◆ **SHORT TASK A**
Extract the stretch of the passage on the region's economic reversal from "While private decisions" through "in other economies.", copied word for word.

◆ **PASSAGE**
** Begin **

The recent prosperity of the region reverses the previous twelve-year period of economic
decline relative to the nation in a rather dramatic way. This decline, not so flatteringly
referred to by some as the "rust-bowl era," took its toll on labor and business alike. After
peaking in the early 1970s, the population of the six county area surrounding and including
Cuyahoga County declined annually for nearly two straight decades. But since 1990, more
families have been arriving than leaving, which can be due only to this area's rejuvenated
economy.
What accounts for this remarkable reversal in economic fortune? As I have said recently, on
the national level, and in this region as well, the dominant force of late appears to have been
a significant upshift in the rate of productivity growth. Having increased 1.6 percent per year
from 1990 to 1995, output per hour in the nonfarm business sector--a conventional measure
of productivity--has risen at an annual pace of about 2.6 percent since 1995. Cyclical
forces--such as the inability of businesses to add to their payrolls as rapidly as they would
have liked in response to the rise in demand--have probably played some role in these
efficiency gains. But I suspect that longer-term, structural changes, reflecting the boom in
capital spending and the revolution in information technology, probably have been more
important. Through this increase in productivity, our national economy has successfully
prepared itself to take advantage of the rapid globalization that has characterized the current
economic expansion.
While private decisions rightly deserve primacy in any discussion of the current economic
climate, they were taken against the backdrop of important policy decisions. I believe that
this productivity increase might not have occurred were it not for the policy adjustments that
were made starting in the late 1970s and continuing even today. Furthermore, the opening of
many nations' economies to our goods and services reflects, in my judgment, the fact that the
world's policymakers have, in general, abandoned the economic policies that were found to
be counterproductive. In the end, free trade, deregulation, sound fiscal policy, and sound
monetary policy have all played a role in the strength of the U.S. economy. These same
factors are emerging as equally important in other economies.

** End **

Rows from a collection

** Begin **

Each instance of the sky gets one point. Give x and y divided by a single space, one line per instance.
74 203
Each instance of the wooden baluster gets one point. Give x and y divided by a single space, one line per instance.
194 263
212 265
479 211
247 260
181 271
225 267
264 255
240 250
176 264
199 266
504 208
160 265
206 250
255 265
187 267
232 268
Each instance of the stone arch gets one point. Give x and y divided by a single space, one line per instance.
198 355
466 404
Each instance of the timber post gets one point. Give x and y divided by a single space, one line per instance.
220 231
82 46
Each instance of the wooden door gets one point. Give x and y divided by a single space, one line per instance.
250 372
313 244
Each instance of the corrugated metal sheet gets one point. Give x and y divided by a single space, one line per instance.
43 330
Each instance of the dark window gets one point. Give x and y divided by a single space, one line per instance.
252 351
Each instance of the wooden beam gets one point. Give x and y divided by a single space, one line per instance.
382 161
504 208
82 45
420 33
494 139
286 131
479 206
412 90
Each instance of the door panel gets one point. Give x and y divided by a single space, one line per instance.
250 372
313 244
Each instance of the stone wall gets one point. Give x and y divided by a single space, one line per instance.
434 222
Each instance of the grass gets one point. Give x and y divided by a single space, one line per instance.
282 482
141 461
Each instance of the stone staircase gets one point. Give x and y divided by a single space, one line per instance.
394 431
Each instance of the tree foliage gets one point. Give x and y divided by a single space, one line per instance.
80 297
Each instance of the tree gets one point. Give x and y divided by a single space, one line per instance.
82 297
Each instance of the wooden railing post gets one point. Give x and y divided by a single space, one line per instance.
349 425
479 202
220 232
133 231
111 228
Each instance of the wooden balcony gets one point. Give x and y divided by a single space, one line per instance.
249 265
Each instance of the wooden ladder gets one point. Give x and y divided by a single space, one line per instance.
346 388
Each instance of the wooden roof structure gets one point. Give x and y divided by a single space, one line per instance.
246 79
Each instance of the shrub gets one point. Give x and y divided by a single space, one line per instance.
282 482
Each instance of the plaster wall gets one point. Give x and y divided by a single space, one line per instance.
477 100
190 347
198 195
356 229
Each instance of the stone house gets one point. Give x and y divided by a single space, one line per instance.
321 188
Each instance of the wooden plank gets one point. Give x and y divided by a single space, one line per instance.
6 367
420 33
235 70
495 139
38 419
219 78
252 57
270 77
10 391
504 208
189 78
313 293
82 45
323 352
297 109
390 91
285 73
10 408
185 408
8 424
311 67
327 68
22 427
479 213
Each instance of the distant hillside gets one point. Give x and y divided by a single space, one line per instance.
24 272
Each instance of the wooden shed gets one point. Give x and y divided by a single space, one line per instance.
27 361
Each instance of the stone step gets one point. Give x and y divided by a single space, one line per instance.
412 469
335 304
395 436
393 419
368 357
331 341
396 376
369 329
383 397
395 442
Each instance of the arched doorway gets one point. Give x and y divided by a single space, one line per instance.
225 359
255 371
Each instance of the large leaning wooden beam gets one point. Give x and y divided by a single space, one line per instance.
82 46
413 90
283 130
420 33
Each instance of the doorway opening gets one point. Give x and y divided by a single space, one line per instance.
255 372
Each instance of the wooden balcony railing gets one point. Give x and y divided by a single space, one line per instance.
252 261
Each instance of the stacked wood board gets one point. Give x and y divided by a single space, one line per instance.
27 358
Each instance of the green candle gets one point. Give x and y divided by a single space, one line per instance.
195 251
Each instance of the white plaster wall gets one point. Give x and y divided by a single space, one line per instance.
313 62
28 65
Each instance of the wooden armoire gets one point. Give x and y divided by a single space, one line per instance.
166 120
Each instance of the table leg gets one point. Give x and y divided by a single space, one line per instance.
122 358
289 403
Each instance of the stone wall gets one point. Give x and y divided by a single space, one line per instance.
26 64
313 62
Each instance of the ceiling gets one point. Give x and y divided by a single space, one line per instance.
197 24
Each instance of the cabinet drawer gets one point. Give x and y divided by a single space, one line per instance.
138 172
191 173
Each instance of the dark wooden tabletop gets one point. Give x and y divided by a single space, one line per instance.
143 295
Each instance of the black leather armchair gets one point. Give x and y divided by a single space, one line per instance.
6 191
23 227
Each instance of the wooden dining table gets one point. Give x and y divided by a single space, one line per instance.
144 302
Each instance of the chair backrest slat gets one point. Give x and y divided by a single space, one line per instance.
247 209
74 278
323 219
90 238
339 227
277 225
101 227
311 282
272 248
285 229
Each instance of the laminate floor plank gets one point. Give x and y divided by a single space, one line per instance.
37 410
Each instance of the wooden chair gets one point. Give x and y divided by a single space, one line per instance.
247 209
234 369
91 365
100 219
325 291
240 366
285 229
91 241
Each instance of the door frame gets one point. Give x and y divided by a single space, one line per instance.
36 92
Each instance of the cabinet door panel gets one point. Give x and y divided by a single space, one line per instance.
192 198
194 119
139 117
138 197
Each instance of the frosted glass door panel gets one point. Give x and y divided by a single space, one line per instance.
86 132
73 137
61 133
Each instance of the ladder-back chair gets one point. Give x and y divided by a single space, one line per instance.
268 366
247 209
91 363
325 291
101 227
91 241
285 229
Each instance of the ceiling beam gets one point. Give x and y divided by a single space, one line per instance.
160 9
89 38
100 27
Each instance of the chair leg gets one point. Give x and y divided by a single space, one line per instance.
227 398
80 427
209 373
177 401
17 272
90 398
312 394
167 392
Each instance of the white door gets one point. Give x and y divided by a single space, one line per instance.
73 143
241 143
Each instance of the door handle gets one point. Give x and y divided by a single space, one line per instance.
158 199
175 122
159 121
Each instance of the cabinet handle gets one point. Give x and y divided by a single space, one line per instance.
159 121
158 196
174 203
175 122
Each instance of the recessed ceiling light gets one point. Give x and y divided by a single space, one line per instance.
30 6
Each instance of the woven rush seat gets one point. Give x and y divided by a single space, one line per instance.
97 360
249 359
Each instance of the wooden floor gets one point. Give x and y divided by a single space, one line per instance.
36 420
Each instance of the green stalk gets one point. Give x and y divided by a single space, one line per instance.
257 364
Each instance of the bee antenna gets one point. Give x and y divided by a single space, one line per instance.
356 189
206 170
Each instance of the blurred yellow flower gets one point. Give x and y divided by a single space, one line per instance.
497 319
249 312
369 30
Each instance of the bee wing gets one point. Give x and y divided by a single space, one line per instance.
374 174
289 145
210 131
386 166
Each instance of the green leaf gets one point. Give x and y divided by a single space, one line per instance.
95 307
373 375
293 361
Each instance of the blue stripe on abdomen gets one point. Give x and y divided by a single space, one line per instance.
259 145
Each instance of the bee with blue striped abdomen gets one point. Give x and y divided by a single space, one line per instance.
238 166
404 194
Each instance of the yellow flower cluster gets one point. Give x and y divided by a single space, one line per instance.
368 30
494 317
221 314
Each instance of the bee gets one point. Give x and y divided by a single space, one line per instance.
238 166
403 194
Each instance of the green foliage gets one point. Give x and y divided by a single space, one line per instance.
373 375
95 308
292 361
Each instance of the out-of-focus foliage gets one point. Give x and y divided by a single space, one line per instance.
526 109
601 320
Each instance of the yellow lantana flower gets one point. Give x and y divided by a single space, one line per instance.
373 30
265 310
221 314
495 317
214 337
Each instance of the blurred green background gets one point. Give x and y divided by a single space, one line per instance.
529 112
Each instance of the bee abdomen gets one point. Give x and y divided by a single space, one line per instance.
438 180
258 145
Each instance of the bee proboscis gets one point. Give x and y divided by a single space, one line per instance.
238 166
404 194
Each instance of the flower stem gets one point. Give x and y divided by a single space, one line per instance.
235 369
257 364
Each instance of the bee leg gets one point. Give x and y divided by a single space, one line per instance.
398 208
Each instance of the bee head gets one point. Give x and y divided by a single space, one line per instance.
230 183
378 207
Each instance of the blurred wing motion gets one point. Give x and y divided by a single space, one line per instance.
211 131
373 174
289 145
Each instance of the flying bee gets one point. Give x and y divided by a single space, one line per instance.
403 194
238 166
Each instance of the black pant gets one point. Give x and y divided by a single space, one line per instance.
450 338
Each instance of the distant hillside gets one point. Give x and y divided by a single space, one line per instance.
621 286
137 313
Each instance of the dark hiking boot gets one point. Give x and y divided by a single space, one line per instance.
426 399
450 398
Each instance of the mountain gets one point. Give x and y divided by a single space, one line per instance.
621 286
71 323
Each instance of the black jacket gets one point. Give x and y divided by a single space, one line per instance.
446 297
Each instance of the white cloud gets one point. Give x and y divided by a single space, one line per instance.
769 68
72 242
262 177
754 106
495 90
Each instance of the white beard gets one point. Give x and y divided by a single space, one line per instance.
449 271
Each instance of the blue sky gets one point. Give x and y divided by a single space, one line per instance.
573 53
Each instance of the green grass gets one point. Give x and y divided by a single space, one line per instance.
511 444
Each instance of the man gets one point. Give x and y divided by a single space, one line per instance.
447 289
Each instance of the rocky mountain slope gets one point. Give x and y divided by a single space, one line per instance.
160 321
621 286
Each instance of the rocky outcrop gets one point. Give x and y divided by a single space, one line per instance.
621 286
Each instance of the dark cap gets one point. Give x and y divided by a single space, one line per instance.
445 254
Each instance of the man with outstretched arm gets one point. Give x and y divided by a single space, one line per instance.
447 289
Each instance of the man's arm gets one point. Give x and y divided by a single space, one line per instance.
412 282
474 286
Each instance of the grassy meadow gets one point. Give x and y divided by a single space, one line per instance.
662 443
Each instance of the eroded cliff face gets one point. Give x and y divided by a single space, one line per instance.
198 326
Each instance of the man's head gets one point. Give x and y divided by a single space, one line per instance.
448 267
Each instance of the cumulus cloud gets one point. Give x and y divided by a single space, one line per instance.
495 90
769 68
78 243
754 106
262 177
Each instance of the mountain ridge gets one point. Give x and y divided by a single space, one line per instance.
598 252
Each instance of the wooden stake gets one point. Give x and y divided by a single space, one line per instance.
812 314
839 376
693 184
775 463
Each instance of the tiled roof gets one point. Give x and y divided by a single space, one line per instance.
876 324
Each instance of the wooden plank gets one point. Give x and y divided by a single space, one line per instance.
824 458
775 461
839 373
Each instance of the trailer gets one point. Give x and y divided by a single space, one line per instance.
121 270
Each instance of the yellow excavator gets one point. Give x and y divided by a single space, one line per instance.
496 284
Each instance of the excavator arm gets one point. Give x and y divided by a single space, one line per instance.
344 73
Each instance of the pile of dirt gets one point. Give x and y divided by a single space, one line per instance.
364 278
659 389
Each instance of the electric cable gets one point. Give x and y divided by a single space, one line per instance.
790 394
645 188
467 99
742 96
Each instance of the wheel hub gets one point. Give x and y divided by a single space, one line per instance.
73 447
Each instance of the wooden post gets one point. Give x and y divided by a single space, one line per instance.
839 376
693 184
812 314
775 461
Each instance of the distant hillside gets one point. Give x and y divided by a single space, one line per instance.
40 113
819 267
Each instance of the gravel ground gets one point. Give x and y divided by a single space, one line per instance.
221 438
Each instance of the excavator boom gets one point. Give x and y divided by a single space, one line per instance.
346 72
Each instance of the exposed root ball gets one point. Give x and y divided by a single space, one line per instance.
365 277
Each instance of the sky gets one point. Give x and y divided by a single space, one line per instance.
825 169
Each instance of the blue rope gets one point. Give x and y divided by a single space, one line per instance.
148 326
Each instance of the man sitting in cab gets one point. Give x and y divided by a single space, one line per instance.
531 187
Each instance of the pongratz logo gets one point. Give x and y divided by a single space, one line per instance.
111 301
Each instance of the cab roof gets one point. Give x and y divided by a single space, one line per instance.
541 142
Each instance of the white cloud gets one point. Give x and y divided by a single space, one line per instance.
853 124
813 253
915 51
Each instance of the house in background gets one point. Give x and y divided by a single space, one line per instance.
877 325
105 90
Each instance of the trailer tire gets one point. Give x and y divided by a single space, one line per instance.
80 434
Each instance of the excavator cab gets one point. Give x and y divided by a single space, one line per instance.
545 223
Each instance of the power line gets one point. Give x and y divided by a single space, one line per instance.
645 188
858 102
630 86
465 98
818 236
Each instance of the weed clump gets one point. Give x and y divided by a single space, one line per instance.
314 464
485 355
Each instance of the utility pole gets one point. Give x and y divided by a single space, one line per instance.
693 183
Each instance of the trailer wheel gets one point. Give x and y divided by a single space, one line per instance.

** End **

◆ **SHORT TASK B**
Count the lines in the rows above that contain the word "black", and reply with the number alone.

◆ **WORKED SOLUTION A**
While private decisions rightly deserve primacy in any discussion of the current economic
climate, they were taken against the backdrop of important policy decisions. I believe that
this productivity increase might not have occurred were it not for the policy adjustments that
were made starting in the late 1970s and continuing even today. Furthermore, the opening of
many nations' economies to our goods and services reflects, in my judgment, the fact that the
world's policymakers have, in general, abandoned the economic policies that were found to
be counterproductive. In the end, free trade, deregulation, sound fiscal policy, and sound
monetary policy have all played a role in the strength of the U.S. economy. These same
factors are emerging as equally important in other economies.

◆ **WORKED SOLUTION B**
3